Directions for this task
Could you return the lines below exactly, from the first line up to and including the line that holds "pixel 94 46"?

Data extracts

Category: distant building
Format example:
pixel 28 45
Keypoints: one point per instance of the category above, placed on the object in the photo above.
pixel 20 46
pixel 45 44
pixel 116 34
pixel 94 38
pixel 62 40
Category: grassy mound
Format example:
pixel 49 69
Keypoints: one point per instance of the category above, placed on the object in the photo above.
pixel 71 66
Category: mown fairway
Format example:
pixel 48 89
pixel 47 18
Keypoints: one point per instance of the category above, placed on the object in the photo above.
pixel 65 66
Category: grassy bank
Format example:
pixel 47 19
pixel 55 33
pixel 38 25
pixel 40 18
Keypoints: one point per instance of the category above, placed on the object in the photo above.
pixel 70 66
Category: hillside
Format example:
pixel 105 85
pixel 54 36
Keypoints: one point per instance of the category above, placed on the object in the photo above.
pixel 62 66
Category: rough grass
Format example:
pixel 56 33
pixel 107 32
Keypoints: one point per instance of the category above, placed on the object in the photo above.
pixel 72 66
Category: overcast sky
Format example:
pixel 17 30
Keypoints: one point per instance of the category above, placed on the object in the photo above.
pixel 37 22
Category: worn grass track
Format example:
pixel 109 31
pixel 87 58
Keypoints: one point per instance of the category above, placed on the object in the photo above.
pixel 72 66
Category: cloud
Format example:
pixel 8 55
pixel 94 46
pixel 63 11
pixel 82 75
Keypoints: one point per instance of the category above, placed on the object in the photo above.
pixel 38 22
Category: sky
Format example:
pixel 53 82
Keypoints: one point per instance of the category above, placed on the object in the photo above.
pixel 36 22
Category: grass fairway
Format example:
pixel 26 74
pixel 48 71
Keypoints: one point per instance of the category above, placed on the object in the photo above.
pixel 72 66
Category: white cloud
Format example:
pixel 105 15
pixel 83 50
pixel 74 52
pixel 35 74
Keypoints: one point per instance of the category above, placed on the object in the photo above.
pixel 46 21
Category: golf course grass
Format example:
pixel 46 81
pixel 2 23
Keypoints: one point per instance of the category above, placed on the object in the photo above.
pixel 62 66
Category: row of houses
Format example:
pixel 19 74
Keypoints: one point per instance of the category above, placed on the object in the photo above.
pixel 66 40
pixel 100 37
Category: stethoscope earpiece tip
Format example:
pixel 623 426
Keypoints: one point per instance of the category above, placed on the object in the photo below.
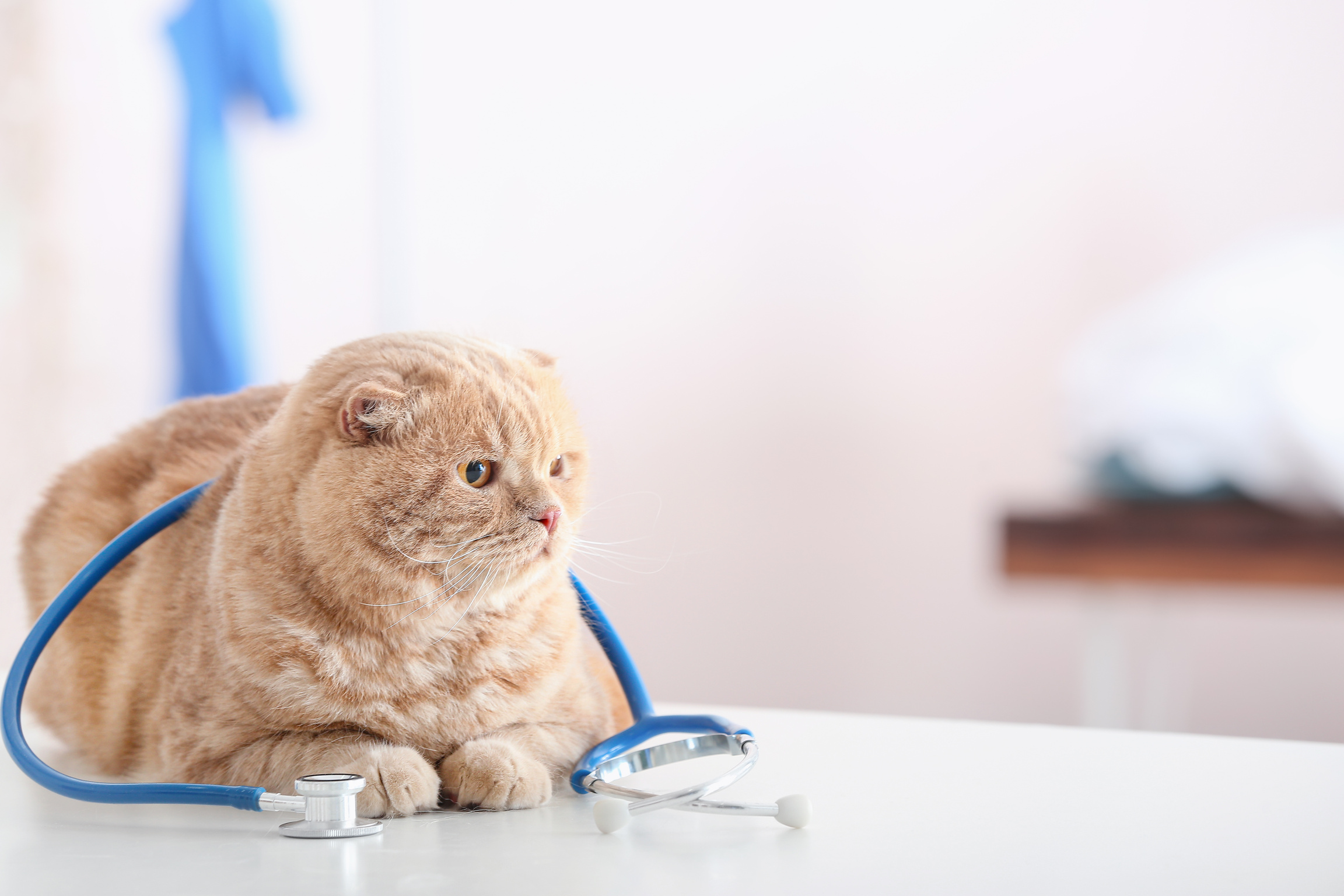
pixel 794 810
pixel 611 814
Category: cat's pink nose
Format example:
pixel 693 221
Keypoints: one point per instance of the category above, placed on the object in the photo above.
pixel 550 517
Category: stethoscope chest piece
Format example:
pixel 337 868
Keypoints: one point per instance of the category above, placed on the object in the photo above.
pixel 328 806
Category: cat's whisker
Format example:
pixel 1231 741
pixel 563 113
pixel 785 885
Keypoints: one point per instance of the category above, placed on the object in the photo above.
pixel 589 574
pixel 443 601
pixel 430 594
pixel 470 605
pixel 615 559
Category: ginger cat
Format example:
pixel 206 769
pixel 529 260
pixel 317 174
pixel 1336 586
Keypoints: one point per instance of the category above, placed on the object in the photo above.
pixel 375 583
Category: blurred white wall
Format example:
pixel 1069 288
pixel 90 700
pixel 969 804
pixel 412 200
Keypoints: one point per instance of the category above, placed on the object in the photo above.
pixel 811 269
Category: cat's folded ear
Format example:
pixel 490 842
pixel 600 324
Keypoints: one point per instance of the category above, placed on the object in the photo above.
pixel 374 409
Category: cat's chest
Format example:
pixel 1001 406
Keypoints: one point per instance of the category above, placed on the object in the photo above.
pixel 436 694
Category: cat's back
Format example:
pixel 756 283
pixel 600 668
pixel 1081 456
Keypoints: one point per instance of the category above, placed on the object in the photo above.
pixel 107 491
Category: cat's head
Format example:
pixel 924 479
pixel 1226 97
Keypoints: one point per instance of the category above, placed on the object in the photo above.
pixel 447 463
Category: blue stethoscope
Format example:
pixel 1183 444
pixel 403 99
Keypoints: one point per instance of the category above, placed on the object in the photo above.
pixel 328 800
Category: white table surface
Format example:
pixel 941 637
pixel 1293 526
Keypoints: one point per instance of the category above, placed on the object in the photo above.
pixel 901 806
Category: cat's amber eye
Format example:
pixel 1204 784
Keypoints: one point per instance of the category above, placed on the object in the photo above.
pixel 475 473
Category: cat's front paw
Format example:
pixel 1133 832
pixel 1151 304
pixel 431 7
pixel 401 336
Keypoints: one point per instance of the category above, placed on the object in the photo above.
pixel 398 782
pixel 495 774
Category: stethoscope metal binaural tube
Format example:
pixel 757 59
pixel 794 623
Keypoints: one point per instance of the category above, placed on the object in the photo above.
pixel 328 800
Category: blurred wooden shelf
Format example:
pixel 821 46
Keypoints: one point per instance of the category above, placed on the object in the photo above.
pixel 1177 542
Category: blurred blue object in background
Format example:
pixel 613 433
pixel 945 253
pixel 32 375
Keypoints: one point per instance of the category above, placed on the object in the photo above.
pixel 228 50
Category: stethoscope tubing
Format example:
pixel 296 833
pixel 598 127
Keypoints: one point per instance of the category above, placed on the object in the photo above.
pixel 647 726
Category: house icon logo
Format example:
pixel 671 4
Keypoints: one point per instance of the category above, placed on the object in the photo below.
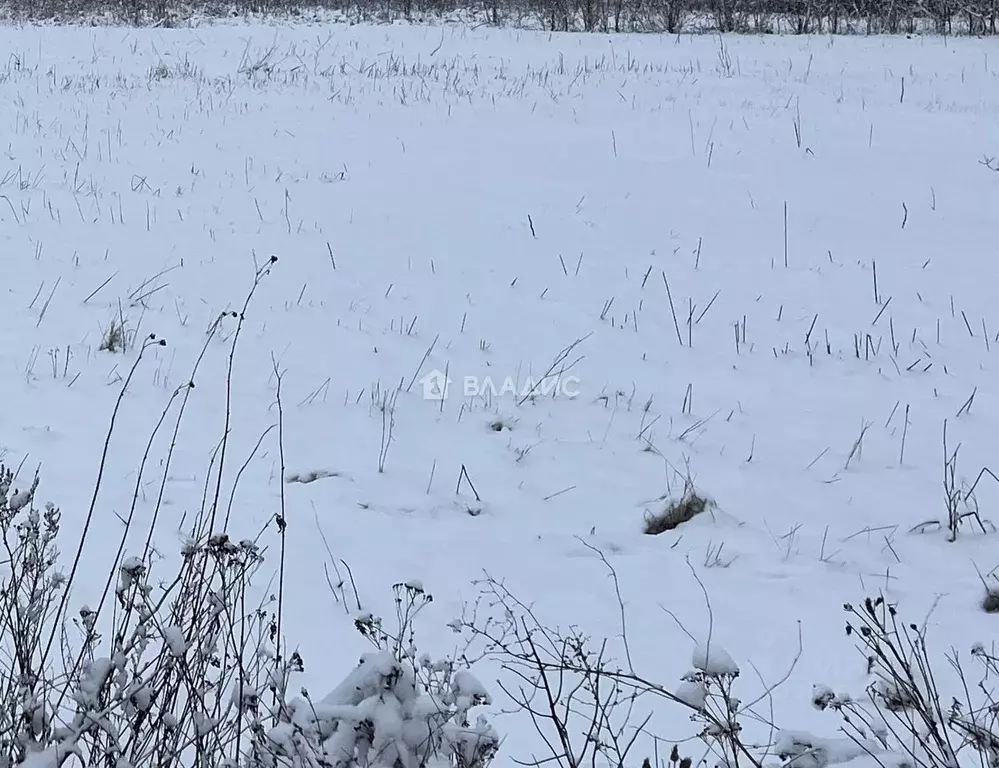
pixel 435 385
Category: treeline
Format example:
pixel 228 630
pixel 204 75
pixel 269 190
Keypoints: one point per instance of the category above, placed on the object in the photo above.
pixel 856 17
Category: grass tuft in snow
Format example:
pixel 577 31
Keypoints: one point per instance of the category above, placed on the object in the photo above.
pixel 676 512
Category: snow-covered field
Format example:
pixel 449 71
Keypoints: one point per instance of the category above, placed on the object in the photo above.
pixel 773 263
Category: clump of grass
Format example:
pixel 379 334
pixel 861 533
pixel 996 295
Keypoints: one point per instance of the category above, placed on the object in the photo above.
pixel 990 602
pixel 677 511
pixel 118 336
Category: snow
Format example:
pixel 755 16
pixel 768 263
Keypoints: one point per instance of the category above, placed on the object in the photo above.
pixel 788 321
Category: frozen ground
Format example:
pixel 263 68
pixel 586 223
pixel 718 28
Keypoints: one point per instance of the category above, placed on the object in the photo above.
pixel 493 197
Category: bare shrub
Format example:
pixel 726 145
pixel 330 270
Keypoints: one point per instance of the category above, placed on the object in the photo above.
pixel 181 659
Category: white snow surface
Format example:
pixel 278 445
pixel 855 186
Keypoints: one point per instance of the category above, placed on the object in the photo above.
pixel 493 197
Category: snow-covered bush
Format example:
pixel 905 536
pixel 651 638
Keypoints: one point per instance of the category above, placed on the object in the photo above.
pixel 186 670
pixel 591 706
pixel 182 661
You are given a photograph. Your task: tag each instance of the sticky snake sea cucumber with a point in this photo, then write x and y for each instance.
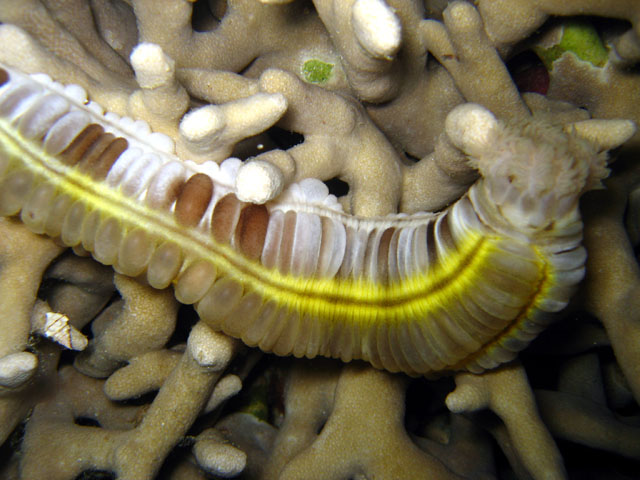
(466, 288)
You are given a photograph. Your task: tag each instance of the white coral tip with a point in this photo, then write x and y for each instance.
(202, 125)
(258, 182)
(470, 127)
(153, 68)
(377, 27)
(208, 348)
(17, 368)
(220, 459)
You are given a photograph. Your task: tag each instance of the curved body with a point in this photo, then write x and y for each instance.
(420, 293)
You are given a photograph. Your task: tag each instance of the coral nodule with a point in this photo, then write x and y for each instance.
(464, 289)
(186, 153)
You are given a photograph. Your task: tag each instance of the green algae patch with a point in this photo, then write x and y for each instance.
(579, 38)
(317, 71)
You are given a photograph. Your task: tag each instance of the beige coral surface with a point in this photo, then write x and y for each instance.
(358, 94)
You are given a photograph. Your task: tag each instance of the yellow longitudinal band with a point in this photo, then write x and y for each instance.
(357, 300)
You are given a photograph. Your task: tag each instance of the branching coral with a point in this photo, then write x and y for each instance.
(413, 105)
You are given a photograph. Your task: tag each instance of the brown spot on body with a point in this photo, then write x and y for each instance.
(225, 217)
(286, 242)
(252, 230)
(4, 76)
(194, 199)
(78, 148)
(432, 252)
(103, 162)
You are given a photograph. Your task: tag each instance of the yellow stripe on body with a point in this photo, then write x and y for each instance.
(331, 300)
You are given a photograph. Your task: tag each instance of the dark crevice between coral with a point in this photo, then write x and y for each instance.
(86, 422)
(529, 73)
(207, 14)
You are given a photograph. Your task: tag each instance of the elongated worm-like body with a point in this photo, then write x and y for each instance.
(465, 288)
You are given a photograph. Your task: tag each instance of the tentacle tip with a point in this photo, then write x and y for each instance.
(377, 28)
(152, 66)
(258, 182)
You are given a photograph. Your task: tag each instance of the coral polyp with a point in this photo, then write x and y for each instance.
(358, 187)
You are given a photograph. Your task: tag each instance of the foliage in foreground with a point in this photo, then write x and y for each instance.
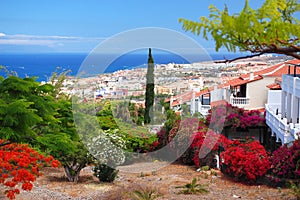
(19, 166)
(272, 28)
(193, 188)
(245, 162)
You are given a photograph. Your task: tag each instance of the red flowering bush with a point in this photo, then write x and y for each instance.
(245, 161)
(20, 164)
(228, 115)
(285, 161)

Completed exercise
Category: distant building
Format example:
pixel 28 45
Keypoints: one point per instance of the category above, placed on the object in the photo above.
pixel 20 46
pixel 45 44
pixel 116 34
pixel 94 38
pixel 62 40
Category: grassy mound
Format example:
pixel 49 69
Keypoints: one point per instance of the category above, placed on the object in the photo above.
pixel 71 66
Category: mown fairway
Format example:
pixel 48 89
pixel 47 18
Keypoints: one point per instance of the category above, placed on the object in the photo above.
pixel 65 66
Category: grassy bank
Format example:
pixel 47 19
pixel 55 33
pixel 38 25
pixel 40 18
Keypoints: one point per instance of the category above, placed on the object in the photo above.
pixel 70 66
Category: hillside
Format example:
pixel 105 85
pixel 54 36
Keypoints: one point per instance of the category above, placed on the object in the photo above.
pixel 62 66
Category: rough grass
Format example:
pixel 56 33
pixel 107 32
Keypoints: one point per instance of the category above, placed on the object in the photo above.
pixel 72 66
Category: overcast sky
Format example:
pixel 17 30
Keypoints: one point per instance of the category above, placed on the object in the photo above.
pixel 37 22
Category: worn grass track
Format example:
pixel 109 31
pixel 87 58
Keypoints: one point per instance of the category above, placed on the object in the photo above.
pixel 72 66
Category: cloud
Format example:
pixel 8 55
pixel 94 46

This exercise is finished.